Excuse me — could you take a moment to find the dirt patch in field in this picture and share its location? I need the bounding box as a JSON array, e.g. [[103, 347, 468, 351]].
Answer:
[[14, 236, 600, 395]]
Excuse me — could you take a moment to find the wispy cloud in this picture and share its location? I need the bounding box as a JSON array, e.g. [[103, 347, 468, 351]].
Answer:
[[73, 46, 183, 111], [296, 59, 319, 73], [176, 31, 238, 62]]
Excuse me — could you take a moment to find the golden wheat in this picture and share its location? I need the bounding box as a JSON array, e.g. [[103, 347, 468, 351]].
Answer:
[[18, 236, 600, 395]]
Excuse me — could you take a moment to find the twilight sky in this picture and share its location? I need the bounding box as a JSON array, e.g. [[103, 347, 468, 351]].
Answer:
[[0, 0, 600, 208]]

* * * *

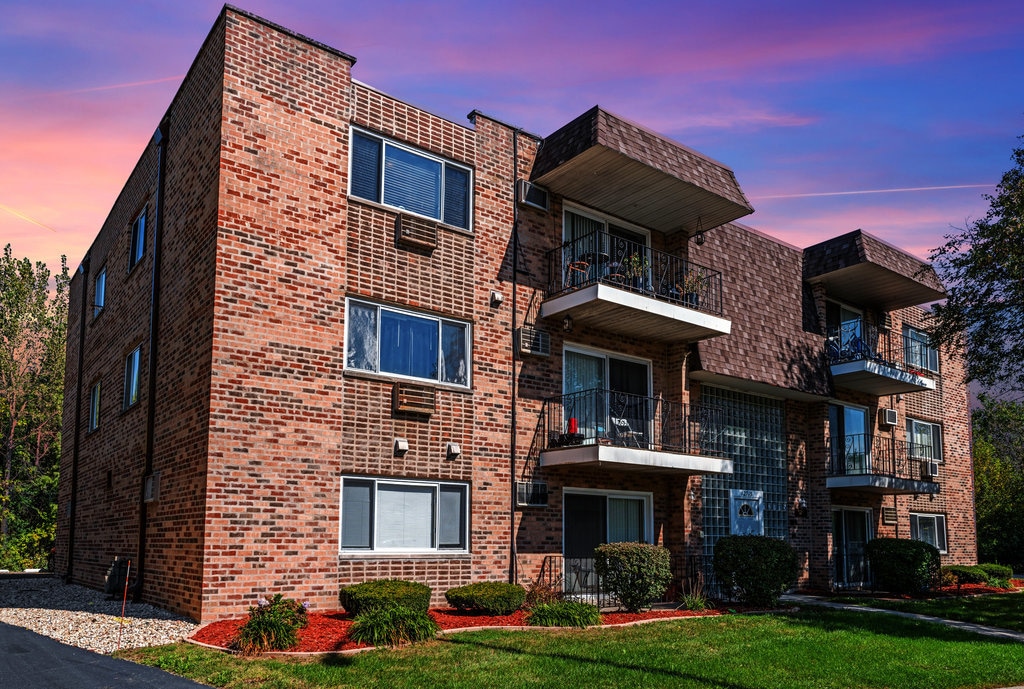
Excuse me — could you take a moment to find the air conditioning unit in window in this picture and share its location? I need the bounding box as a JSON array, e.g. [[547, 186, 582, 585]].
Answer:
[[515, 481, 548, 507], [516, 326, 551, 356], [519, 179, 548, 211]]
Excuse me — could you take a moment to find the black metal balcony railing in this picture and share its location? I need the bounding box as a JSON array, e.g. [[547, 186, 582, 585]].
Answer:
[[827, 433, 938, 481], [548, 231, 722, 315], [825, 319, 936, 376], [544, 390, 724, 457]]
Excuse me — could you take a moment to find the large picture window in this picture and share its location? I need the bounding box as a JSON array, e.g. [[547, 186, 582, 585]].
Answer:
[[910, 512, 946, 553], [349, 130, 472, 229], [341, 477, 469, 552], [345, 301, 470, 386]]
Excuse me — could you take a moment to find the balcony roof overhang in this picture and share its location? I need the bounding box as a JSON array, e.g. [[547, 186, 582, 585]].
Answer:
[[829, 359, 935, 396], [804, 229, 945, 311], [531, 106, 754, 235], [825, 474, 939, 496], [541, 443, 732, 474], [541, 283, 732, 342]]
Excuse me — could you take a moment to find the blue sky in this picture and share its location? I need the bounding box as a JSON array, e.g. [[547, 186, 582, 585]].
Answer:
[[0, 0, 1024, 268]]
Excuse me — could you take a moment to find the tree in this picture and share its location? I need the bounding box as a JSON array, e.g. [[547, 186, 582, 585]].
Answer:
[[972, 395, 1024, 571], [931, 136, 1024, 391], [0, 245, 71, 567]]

* * * *

## The task:
Render the items from the line containing "find the air" through the line containing "179, 548, 211]]", both included, as a JSON list of strings with one string per line and blank lines omitted.

## Written answer:
[
  "Excuse me — could you take a moment to find the air conditioning unit in window in this picture and share its location? I need the bounding box as a JSON array, e.g. [[547, 186, 582, 585]].",
  "Answer:",
  "[[515, 481, 548, 507], [516, 326, 551, 356], [519, 179, 548, 211]]"
]